#### What you need to do:
Rewrite the items below, replacing every occurrence of "simplified polygon" with "reduced polygon" and leaving everything else unchanged.

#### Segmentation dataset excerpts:
>> start

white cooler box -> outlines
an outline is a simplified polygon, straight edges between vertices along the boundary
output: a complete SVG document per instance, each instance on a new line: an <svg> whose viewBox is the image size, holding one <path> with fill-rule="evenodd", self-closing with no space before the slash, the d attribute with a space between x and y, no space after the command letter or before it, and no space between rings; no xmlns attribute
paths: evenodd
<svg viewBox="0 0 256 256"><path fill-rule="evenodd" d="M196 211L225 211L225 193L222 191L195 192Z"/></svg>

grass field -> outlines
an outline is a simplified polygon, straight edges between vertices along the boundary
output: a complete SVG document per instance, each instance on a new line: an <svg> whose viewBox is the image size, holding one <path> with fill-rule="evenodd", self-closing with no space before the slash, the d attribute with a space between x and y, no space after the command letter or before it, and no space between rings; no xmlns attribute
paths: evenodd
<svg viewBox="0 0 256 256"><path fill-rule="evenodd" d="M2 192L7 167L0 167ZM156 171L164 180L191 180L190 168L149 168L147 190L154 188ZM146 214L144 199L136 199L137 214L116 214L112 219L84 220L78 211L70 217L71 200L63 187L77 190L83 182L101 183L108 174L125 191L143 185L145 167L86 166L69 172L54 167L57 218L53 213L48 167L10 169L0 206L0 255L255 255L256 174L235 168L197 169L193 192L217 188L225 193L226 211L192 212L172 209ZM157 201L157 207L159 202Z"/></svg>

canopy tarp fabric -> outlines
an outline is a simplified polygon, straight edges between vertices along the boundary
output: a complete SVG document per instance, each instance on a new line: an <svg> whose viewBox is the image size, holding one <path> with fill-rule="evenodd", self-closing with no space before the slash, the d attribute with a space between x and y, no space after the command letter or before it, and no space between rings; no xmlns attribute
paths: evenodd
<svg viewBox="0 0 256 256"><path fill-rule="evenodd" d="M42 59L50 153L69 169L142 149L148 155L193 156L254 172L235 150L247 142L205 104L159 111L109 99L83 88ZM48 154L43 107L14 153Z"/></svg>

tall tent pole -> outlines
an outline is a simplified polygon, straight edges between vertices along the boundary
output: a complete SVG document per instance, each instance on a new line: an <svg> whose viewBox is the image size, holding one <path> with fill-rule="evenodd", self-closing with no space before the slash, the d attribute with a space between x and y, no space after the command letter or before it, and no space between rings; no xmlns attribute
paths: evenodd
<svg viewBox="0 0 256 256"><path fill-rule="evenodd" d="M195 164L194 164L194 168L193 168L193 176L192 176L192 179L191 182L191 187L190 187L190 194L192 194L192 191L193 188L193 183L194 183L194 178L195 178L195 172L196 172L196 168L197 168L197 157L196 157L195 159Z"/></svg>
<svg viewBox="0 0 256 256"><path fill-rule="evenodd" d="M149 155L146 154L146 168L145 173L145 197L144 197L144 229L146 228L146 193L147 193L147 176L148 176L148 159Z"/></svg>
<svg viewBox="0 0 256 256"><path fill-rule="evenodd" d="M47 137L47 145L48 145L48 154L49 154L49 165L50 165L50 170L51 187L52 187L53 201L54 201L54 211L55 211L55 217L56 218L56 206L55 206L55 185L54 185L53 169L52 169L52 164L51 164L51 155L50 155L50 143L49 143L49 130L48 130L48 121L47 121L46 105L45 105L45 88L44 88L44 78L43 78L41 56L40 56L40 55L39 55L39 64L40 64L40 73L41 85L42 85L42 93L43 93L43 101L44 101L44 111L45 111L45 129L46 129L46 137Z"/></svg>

>> end

#### Problem solution:
white cooler box -> outlines
an outline is a reduced polygon, straight edges between vertices along the boundary
output: a complete SVG document per instance, each instance on a new line: an <svg> whose viewBox is the image size, holding one <path> with fill-rule="evenodd", self-closing with no space before the slash, the d attribute with a space between x and y, no space after the command letter or before it, and no space between rings; no xmlns attribute
paths: evenodd
<svg viewBox="0 0 256 256"><path fill-rule="evenodd" d="M196 211L225 211L225 193L222 191L195 192Z"/></svg>

grass field -> outlines
an outline is a reduced polygon, straight edges between vertices along the boundary
output: a complete SVG document per instance, each instance on a new line: an <svg> whose viewBox is the image size, holding one <path> with fill-rule="evenodd", self-closing with no space before the slash, the d attribute with a space between x and y, no space after the command letter or before it, and no space between rings; no xmlns attribute
paths: evenodd
<svg viewBox="0 0 256 256"><path fill-rule="evenodd" d="M2 192L7 167L0 167ZM156 171L164 180L191 180L190 168L149 168L147 190L154 188ZM146 214L144 199L136 199L137 214L116 214L112 219L84 220L78 211L70 217L71 200L63 187L77 190L83 182L101 183L108 174L125 191L143 185L145 167L86 166L69 172L54 167L57 218L53 213L48 167L10 169L0 206L0 255L255 255L256 174L235 168L197 169L193 192L217 188L225 193L226 211L192 212L172 209ZM157 201L157 207L159 202Z"/></svg>

canopy tarp fabric -> outlines
an outline is a reduced polygon, straight edges between vertices along the boundary
output: a complete SVG document per instance, each instance on a new line: an <svg> whose viewBox is the image size, holding one <path> with fill-rule="evenodd", self-closing with no space before the slash, the d attribute with a space between x and y, no space after the command letter or before it, and no space between rings; no xmlns attribute
paths: evenodd
<svg viewBox="0 0 256 256"><path fill-rule="evenodd" d="M42 59L50 153L69 169L142 149L148 155L193 156L254 172L235 150L247 142L205 104L159 111L109 99L83 88ZM48 154L43 107L14 153Z"/></svg>

tall tent pole -> outlines
an outline is a reduced polygon, straight edges between vertices along the boundary
output: a complete SVG document per instance, each instance on a new line: an <svg> whose viewBox is the image size, holding one <path> with fill-rule="evenodd", self-closing with no space before the slash, the d attribute with a space between x and y, no space after the command letter or before it, and no space between rings; no xmlns attribute
paths: evenodd
<svg viewBox="0 0 256 256"><path fill-rule="evenodd" d="M195 164L194 164L194 168L193 168L193 176L192 176L192 179L191 182L191 187L190 187L190 194L192 194L192 191L193 188L193 183L194 183L194 178L195 178L195 172L196 172L196 168L197 168L197 157L196 157L195 159Z"/></svg>
<svg viewBox="0 0 256 256"><path fill-rule="evenodd" d="M149 155L146 154L146 168L145 173L145 197L144 197L144 229L146 228L146 193L147 193L147 176L148 176L148 159Z"/></svg>
<svg viewBox="0 0 256 256"><path fill-rule="evenodd" d="M47 137L47 145L48 145L48 154L49 154L49 165L50 165L50 170L51 187L52 187L53 201L54 201L54 211L55 211L55 217L56 218L56 206L55 206L55 185L54 185L53 169L52 169L52 164L51 164L51 155L50 155L50 143L49 143L49 130L48 130L48 121L47 121L46 105L45 105L45 88L44 88L44 78L43 78L41 56L40 56L40 55L39 55L39 64L40 64L40 73L41 85L42 85L42 93L43 93L43 101L44 101L44 111L45 111L45 129L46 129L46 137Z"/></svg>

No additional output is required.